§ **Requirement 1**
Answer these questions about the adoption forum thread.
(a) According to Dawn, what did their social worker say they would have to do with the child's social worker?
(b) What did sanita and her partner prepare before their meeting?
(c) On what date is shivster's match going to panel?
§ **Requirement 2**
In the adoption forum thread, why does Dawn say she is trying not to get too excited? Answer in one to three sentences.
§ **Requirement 3**
Continue the adoption forum thread past its final post.

§ **Article**
════════════════════

I am really trying not to get too excited as am so scared this will come to nothing I have read posts on here and on other sites whereby things fall through at the last stage and I dont think I could bear it, my dh is equally nervous but more grounded than me.

Our s/w also more or less told us that we will have to 'win' the childs s/w over and it will have to feel right from her point of view so am now scared we will say the wrong thing or not say enough.

I dont know what I am asking here really other than does this feel like something could happen or should I calm down a bit, it doesnt help when you are given the childs name I feel like I am bonding already.

Many thanks for any reassurance and advice.


dawn


----------



## Suzie (Jan 22, 2004)

wow dawn 

just wanted to say  and I really hope this is a good match for you 

I guess all you can do is be yourselves with the child's sw and she will see what lovely people you are 

loads of  for this

suzie xx


----------



## dawny36 (Mar 28, 2007)

Hi suzie,

Thanks for that I really appreciated your kind words.

And yes you are right all we can be is ourselves and be honest with our answers.

Dawn

xx


----------



## sanita (Oct 27, 2005)

We were in the same situation as you.  It is so nerve racking, but the best thing to do is relax and let them see how you really are.  We prepared a list of questions and also thought about why we thought we were a good match for our children.  We were told afterwards that the childrens Sw was really impressed by the amount of thought we had given and the genuine interest we had in the children as little people.

Best of luck.  Look forward to hearing how it goes.

Sanita


----------



## keemjay (Jan 19, 2004)

sanita - remembered you'd asked the question before and i just hunted and found this..hope you dont mind me posting it

http://www.fertilityfriends.co.uk/forum/index.php?topic=86059.0

good luck for the visit dawny, it is hard not to start bonding, after all you're only human

kj x


----------



## shivster (Jan 17, 2007)

Good Luck! We know the feeling! We had a matching meeting on my birthday and the match is going to panel October 11th. 

That's all I wanted to say - just good luck!


----------



## superal (May 27, 2005)

Just wanted to say good luck Dawn, what exciting news!! 

Shivster good luck for matching panel on the 11th!

love
Andrea
xx


----------



## dawny36 (Mar 28, 2007)

Thanks all

Good luck shivster for matching panel u must be really excited and nervous at the same time.

════════════════════

§ **Recorded information**
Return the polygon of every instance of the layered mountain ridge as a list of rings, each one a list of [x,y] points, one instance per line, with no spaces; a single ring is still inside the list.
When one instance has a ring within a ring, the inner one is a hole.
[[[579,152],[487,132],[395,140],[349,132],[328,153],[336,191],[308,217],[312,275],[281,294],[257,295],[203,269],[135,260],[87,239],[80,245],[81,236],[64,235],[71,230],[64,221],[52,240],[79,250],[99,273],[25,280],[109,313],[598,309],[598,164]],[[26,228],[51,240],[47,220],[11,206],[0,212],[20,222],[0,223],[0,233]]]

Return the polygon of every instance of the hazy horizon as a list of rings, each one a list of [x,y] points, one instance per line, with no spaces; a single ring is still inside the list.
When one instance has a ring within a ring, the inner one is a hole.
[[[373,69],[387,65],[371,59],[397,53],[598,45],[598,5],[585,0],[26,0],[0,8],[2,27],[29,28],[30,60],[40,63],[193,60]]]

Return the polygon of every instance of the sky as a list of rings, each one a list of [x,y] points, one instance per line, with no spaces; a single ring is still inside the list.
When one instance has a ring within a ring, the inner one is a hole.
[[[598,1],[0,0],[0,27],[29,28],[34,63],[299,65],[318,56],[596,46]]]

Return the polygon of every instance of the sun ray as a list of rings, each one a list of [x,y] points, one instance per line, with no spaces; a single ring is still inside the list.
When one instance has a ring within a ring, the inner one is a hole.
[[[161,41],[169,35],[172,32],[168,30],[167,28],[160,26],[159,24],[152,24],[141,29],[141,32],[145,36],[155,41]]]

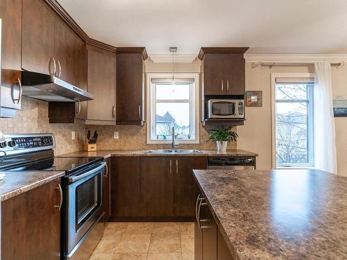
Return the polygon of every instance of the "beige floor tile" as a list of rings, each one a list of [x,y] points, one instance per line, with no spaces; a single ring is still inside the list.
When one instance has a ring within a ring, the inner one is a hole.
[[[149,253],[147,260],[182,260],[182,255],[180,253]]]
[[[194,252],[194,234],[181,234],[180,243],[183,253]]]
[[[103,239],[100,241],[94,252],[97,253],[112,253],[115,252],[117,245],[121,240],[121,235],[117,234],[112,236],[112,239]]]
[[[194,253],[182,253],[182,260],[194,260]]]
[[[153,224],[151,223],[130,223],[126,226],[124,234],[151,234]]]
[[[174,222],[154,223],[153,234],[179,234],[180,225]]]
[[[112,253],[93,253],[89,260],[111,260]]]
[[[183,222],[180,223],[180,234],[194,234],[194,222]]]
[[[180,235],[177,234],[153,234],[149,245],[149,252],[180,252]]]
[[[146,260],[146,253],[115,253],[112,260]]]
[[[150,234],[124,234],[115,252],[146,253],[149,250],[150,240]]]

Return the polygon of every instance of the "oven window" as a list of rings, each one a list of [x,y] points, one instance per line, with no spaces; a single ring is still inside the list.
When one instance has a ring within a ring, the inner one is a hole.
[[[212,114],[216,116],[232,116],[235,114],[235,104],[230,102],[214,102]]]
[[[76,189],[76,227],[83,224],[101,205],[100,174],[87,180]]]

════════════════════

§ **Written answer 1**
(a) They would have to "win" the child's social worker over, and it would have to feel right from her point of view.
(b) They prepared a list of questions and thought about why they were a good match for their children.
(c) October 11th.

§ **Written answer 2**
She is scared it will come to nothing, because she has read posts in which things fall through at the last stage. She does not think she could bear that happening.

§ **Written answer 3**
The childs s/w is coming out next wed hopefully but we have been told today that even if we are the successfull couple matching panel wont be until january due to not wanting to place the child before xmas and all panel dates are booked up. I could understand this for an older child but this one is only 10 months old or am I missing something here?

Anyway we will see she also wants to read another form f so it might all over by next week

Dawn


----------



## superal (May 27, 2005)

Hi Dawn

I have to agree with you about the madness of not moving your baby before Christmas. 

I can definitely understand it about an older child, our DS was 3 years 6 months old when we found out about him in the Oct/Nov time and they didn't want to move him before Christmas, I can understand that but a baby of 10 months who will be getting older as the days go by and you may possibly miss her birthday?? 
(Am I right in thinking the baby is a girl??)

If the reasons they are giving is because of panel dates etc then apart from moaning to your SW and suggesting your put down for a cancelleation spot if there is such a thing then I don't know what else to suggest but you may want to get intouch with Barbarella as she had similar problems when matched to her DD & how things worked out she was placed with them before Christmas .

Love
Andrea
xx


----------



## dawny36 (Mar 28, 2007)

Hi Andrea

Thanks for your reply and yes she is a girl.

I could mention to my social worker but unfortunately we are dealing with a different LA than ours, and when my s/w told me today about the xmas issue she was puzzled also.

she also mentioned that b/p's will also continue to have contact right upto matching panel again I dont know if this is usual or not, it almost seems like options are been kept open and something doesnt feel right.

Anyway I have been out for a long run with my running club tonight which has helped clear my head and now going to have a large glass of wine which also helps !!

I would just like to thank everyone on this site for their advice and kind words it has been a lifeline for me and very reassuring at times when I have felt down, I hope I will be able to put something back in from time to time

love to you all

Dawn

xx


----------



## superal (May 27, 2005)

Hi Dawn hope the run and glass of wine worked!

YES BPS still have contact right up to the last moment if that makes sense!  Our DD had her last contact with BPS the day before we met her, it was their good bye visit.

Love
Andrea
xx


----------



## keemjay (Jan 19, 2004)

i'm not sure about the contact thing..i do know there is a goodbye visit offered to parents and grandparents.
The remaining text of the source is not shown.